• [Data records]
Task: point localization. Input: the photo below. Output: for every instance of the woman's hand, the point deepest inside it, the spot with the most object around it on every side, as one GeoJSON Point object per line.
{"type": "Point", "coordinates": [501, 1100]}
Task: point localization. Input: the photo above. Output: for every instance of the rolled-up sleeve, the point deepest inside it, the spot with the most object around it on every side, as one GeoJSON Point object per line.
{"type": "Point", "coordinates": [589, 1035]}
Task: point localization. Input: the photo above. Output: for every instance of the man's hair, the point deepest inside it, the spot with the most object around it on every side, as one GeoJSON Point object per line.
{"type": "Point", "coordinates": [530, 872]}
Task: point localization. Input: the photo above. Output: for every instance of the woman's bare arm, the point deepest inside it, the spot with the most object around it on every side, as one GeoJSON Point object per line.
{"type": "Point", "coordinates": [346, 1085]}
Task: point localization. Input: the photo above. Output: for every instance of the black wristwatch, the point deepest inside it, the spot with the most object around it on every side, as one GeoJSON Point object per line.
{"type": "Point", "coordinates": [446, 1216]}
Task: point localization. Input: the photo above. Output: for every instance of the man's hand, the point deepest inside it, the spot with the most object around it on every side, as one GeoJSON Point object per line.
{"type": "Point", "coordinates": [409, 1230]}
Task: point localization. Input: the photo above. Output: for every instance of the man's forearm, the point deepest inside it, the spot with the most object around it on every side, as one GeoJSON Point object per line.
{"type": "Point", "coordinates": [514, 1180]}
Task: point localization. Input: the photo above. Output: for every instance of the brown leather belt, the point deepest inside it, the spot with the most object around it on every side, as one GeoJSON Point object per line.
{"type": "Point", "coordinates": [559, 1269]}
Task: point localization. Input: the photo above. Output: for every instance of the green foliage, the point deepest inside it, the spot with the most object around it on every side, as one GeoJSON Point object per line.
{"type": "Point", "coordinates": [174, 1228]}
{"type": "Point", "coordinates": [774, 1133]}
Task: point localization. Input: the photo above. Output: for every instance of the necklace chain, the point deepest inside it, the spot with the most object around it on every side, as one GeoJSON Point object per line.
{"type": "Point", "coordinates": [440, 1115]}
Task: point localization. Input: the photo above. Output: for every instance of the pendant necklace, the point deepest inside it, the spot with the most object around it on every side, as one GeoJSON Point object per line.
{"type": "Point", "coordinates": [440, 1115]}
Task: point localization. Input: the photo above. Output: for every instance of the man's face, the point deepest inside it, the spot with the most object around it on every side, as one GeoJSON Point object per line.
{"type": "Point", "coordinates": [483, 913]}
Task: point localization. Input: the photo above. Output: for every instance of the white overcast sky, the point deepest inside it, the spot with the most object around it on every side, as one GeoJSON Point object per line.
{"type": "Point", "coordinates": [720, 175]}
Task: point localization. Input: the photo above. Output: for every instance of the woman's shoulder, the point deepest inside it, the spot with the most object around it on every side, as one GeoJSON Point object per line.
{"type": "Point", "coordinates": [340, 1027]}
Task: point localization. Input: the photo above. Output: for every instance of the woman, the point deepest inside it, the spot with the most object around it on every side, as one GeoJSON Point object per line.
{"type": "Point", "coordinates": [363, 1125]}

• [Your assignment] Output the whole listing exactly as given.

• [Reply]
Task: point localization. Input: the photo below. Output: for every instance of the woman's hand, the point deepest inside it, the spot with the most object around it on every side, as one GeoJSON Point object per line.
{"type": "Point", "coordinates": [501, 1100]}
Task: point localization. Input: the photo above. Output: for every instance of the rolled-up sleeve, the point deepest inside it, the spot with the most object around it on every side, as one GeoJSON Point object per line.
{"type": "Point", "coordinates": [589, 1035]}
Task: point localization. Input: the photo above. Output: for every instance of the man's hair, the point deepest inside it, the spot with the most object around it on every side, as one GeoJSON Point object per line.
{"type": "Point", "coordinates": [530, 872]}
Task: point localization. Input: the photo above. Output: for every instance of the woman's bare arm, the point deepest inside it, the spot with the most object around it on every side, as one GeoJSON Point object per line.
{"type": "Point", "coordinates": [346, 1085]}
Task: point localization. Input: the photo above. Output: for every instance of the black wristwatch, the point deepest inside it, the spot with the most object around it on every side, as one GeoJSON Point object per line.
{"type": "Point", "coordinates": [446, 1216]}
Task: point localization. Input: the photo above. Output: for every instance of the man's hand, the point deepest inside it, the spot with the most object around it on every side, as one GeoJSON Point object per line.
{"type": "Point", "coordinates": [409, 1230]}
Task: point localization. Input: the photo above. Output: for every instance of the man's forearm, the point deepest inside it, the spot with the most object around it on every side, as one GeoJSON Point object per line.
{"type": "Point", "coordinates": [514, 1180]}
Task: point localization. Input: the photo above. Output: for every instance of the brown leather belt, the point deepest inside it, the spot with the most object around it on every side, as one GeoJSON Point object per line.
{"type": "Point", "coordinates": [559, 1269]}
Task: point localization. Input: the photo above. Output: for every instance of the green foliage, the point deepest inside it, the spot with the most object around it on every side, as one GeoJSON Point object per line.
{"type": "Point", "coordinates": [174, 1228]}
{"type": "Point", "coordinates": [774, 1133]}
Task: point localization. Input: the photo above. Output: for every instance of the necklace chain, the point deepest inside it, the spot with the most object around it on every side, as one GeoJSON Point object per line.
{"type": "Point", "coordinates": [440, 1115]}
Task: point localization. Input: the photo above. Output: for every instance of the pendant necklace, the point deepest inside it, the spot with the most object around it on every side, as one GeoJSON Point object per line.
{"type": "Point", "coordinates": [440, 1115]}
Task: point localization. Input: the photo above. Output: for every instance of the man's face, the point deepest inside it, the spot with the most object around it on every side, as one GeoJSON Point object per line.
{"type": "Point", "coordinates": [483, 913]}
Task: point localization. Input: the photo above. Output: for every instance of the white overcast sky, the point deepest inside it, the spot with the most object around it on every side, as one GeoJSON Point object per line.
{"type": "Point", "coordinates": [720, 175]}
Task: point localization. Input: the photo above. Output: for every instance of the woman's shoulder, the point deepest inside it, the spot with the most object around it on every side, as one GeoJSON Point object per line.
{"type": "Point", "coordinates": [340, 1027]}
Task: point localization. Input: the photo above. Output: for every instance of the woman, the point deepest inside it, the spot with the most object around it on every side, as one GeoJSON Point object per line.
{"type": "Point", "coordinates": [363, 1125]}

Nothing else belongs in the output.